_Text provided_
• • • • • • •

At the same time Assad's family began buying hoards of luxury properties in Moscow, the FT reported. Assad's regime has been accused of looting Syria's wealth and turning to criminal activity to finance the war against its own people. Assad's regime transported huge shipments of US and euro banknotes into Russia between March 2018 and September 2019.



Russian trade records from Import Genius, an export data service, show that on in 2019, a plane carrying $10mn in $100 bills sent on behalf of Assad's central bank landed in Vnukovo airport. The central bank then airlifted in around €20mn in €500 notes in February 2019. There were 21 flights from March 2018 to September 2019 with money worth over $250million (USD).

According to the records, the transfers only started happening in 2018. A person familiar with Syrian central bank data told the FT that foreign reserves were almost depleted by 2018. Due to sanctions, the bank had to make payments in cash, they added.

• • • • • • •

_Extracted records_
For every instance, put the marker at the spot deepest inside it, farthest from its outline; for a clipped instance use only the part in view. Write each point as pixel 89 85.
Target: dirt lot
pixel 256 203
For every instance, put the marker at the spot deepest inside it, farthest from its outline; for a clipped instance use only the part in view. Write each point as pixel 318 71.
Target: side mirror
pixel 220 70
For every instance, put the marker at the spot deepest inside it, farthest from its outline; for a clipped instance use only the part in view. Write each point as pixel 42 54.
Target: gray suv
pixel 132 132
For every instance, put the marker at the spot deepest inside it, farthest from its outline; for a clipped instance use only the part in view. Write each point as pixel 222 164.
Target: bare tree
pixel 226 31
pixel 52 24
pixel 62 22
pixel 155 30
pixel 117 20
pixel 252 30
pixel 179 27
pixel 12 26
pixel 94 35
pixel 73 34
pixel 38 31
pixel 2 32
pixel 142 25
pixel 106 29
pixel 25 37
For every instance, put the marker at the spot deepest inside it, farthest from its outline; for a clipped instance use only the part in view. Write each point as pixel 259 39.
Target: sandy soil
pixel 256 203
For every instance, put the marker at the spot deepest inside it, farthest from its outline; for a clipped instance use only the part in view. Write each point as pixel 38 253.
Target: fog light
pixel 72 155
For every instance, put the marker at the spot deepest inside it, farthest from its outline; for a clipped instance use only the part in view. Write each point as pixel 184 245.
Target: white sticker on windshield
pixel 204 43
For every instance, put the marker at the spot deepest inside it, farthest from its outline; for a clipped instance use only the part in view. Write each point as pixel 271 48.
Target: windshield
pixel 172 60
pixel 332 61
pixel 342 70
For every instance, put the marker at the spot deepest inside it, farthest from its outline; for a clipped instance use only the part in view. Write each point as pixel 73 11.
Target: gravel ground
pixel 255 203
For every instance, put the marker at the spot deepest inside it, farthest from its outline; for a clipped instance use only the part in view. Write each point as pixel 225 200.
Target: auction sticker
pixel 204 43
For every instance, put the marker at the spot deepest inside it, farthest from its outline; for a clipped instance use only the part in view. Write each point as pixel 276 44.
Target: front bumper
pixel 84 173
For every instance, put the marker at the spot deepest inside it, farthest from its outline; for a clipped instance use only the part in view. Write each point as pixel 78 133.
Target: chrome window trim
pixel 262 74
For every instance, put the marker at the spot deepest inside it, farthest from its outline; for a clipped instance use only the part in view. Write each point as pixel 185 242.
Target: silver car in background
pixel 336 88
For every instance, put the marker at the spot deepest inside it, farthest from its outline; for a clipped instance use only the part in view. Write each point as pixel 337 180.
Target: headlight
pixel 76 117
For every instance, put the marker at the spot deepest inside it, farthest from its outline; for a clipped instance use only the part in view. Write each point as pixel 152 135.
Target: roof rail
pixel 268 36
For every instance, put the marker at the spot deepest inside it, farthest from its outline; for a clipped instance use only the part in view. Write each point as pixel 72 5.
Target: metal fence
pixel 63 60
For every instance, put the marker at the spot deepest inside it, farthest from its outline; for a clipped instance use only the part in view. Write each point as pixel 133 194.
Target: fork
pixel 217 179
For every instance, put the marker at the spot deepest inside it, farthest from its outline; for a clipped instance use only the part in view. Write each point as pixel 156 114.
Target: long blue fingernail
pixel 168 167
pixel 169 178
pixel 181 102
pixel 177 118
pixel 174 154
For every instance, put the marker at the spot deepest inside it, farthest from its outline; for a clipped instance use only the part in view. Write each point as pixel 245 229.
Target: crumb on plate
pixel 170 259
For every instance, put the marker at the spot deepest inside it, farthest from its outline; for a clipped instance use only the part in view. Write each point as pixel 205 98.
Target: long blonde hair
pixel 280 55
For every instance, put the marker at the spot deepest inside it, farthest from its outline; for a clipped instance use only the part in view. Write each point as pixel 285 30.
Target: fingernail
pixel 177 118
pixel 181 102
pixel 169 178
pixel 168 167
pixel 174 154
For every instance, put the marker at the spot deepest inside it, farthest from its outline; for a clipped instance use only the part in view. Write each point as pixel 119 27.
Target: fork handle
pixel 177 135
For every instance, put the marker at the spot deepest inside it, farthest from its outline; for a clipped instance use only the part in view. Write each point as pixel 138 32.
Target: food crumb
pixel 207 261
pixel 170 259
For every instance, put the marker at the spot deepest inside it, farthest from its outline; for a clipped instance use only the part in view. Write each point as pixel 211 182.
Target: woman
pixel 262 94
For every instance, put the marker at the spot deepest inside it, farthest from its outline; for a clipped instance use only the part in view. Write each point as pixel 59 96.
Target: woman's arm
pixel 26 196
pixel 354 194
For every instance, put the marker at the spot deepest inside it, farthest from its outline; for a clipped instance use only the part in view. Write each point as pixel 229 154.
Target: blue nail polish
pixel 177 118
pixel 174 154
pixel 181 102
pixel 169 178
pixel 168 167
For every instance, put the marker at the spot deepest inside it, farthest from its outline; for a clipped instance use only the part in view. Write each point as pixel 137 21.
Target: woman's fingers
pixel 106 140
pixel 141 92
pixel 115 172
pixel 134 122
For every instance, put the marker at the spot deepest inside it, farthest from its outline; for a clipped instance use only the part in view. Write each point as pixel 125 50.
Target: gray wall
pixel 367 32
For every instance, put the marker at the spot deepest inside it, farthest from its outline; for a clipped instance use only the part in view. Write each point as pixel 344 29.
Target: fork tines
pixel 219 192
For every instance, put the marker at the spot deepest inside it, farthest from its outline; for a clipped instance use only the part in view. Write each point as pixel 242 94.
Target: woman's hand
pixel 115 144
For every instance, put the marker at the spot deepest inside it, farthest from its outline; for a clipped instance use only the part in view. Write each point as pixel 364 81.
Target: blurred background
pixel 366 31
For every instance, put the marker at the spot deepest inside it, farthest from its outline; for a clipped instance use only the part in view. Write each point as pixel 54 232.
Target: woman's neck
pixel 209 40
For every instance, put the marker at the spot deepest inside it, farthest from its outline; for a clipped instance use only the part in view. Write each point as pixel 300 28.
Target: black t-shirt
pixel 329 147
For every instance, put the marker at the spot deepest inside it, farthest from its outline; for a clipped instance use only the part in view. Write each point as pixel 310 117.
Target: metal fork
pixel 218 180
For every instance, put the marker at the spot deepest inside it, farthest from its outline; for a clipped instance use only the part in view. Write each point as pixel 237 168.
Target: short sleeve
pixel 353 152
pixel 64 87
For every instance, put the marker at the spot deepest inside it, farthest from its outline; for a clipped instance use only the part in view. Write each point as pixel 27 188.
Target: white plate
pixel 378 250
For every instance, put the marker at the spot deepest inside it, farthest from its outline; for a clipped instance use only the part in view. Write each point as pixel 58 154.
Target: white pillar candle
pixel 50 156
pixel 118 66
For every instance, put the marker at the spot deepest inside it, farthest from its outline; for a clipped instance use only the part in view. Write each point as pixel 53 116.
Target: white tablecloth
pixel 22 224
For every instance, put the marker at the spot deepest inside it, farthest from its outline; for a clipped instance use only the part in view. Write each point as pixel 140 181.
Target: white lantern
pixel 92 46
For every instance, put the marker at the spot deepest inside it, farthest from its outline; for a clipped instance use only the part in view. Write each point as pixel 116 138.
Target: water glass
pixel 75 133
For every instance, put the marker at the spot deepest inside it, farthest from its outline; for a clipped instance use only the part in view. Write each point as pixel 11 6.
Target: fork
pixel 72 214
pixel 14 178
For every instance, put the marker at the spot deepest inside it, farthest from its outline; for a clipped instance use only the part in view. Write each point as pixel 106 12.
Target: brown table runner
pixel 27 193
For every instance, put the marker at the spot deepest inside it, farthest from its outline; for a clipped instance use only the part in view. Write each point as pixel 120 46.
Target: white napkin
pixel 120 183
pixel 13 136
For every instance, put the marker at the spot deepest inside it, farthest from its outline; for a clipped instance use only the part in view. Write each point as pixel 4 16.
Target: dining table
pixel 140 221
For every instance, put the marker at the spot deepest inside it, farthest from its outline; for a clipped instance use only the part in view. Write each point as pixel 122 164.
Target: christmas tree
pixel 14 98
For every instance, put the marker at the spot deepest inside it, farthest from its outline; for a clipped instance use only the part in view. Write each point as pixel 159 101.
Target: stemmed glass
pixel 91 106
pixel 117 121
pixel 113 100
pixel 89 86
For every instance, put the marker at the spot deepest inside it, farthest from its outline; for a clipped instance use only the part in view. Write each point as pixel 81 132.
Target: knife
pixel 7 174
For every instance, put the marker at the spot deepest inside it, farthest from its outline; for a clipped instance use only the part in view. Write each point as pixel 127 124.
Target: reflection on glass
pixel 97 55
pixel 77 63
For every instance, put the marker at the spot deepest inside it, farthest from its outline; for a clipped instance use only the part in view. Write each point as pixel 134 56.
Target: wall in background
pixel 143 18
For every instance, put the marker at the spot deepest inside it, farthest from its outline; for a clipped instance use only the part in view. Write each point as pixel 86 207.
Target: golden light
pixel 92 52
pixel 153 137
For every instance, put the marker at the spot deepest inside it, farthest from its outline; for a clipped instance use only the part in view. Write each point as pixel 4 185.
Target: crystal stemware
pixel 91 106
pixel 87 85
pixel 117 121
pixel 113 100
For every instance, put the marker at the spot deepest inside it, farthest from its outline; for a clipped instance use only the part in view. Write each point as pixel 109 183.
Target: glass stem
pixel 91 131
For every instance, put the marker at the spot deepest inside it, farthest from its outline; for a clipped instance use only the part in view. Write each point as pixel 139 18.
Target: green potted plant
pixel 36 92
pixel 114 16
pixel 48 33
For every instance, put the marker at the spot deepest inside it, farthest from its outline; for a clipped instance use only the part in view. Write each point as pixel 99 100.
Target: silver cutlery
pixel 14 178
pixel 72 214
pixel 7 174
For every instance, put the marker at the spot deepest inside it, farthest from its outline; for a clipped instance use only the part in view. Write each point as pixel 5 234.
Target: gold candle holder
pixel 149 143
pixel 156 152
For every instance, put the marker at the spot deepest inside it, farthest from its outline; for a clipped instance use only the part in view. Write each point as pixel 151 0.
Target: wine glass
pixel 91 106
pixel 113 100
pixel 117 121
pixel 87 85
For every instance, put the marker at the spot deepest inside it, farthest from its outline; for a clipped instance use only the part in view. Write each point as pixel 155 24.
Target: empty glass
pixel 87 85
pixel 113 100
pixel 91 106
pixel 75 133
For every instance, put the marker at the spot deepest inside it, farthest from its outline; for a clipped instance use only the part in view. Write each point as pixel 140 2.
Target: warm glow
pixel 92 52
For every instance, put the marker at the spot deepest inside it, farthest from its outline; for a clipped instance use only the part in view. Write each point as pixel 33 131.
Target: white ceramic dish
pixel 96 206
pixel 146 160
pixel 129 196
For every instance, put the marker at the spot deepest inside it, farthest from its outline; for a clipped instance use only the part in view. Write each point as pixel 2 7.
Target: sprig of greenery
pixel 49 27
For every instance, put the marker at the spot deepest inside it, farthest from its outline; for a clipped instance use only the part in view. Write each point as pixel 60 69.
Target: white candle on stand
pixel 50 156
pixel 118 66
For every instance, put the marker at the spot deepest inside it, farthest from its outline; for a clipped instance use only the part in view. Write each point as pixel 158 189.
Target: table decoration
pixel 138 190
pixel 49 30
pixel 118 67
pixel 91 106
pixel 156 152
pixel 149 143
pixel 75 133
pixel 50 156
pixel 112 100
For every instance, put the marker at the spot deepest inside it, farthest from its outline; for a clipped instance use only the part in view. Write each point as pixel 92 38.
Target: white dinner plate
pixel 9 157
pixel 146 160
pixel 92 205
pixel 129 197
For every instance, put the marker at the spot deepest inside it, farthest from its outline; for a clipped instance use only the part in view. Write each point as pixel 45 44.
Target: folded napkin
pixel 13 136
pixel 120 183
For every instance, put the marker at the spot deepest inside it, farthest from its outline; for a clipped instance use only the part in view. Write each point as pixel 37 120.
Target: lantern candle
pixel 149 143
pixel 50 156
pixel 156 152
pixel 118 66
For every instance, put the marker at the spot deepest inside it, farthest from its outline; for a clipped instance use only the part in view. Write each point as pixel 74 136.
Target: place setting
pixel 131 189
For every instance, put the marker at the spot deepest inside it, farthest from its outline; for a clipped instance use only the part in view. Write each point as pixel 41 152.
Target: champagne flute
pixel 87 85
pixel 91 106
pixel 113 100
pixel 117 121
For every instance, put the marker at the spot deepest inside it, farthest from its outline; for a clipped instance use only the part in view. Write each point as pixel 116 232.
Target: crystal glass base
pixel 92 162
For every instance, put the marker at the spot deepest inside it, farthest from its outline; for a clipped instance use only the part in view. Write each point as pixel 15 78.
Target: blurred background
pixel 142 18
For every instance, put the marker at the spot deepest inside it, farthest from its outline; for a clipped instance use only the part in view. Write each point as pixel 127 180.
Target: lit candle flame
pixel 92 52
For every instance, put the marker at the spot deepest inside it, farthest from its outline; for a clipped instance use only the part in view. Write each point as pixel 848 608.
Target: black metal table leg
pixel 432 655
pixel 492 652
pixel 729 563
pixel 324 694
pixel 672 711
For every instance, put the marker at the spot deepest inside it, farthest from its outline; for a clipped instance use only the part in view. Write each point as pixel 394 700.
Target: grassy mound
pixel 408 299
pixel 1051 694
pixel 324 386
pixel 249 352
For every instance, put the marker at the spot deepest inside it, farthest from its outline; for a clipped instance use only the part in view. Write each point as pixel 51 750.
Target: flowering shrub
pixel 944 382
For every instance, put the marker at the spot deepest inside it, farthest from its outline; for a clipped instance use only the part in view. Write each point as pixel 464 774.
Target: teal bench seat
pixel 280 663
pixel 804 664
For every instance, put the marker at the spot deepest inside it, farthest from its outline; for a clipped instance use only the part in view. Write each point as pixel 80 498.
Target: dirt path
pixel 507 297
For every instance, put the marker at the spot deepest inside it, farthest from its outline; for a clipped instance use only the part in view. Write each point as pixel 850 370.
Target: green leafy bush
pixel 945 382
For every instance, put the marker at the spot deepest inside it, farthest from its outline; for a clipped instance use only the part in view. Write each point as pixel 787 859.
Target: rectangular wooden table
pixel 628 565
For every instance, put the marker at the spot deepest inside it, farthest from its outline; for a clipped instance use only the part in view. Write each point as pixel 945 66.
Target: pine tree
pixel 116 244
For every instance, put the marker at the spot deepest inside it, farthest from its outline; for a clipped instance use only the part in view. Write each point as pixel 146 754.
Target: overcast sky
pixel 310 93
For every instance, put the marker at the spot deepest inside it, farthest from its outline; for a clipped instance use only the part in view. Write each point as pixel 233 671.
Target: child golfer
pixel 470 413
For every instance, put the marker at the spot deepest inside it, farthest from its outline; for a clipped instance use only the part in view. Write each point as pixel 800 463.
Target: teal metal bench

• • • • • • •

_Problems to work on_
**1)** According to the text about Syrian cash shipments to Russia, how many flights carried money between March 2018 and September 2019?
**2)** In the records, copy out the section that begins with the line containing "pixel 242 94." and ends with the line containing "pixel 209 40", both lines included.

_Task-by-task outputs_
**1)** There were 21 flights.

**2)**
For every instance, put the marker at the spot deepest inside it, farthest from its outline; for a clipped instance use only the part in view. Write each point as pixel 242 94.
Target: woman's hand
pixel 115 144
For every instance, put the marker at the spot deepest inside it, farthest from its outline; for a clipped instance use only the part in view. Write each point as pixel 364 81.
Target: blurred background
pixel 366 31
For every instance, put the marker at the spot deepest inside it, farthest from its outline; for a clipped instance use only the part in view. Write each point as pixel 54 232.
Target: woman's neck
pixel 209 40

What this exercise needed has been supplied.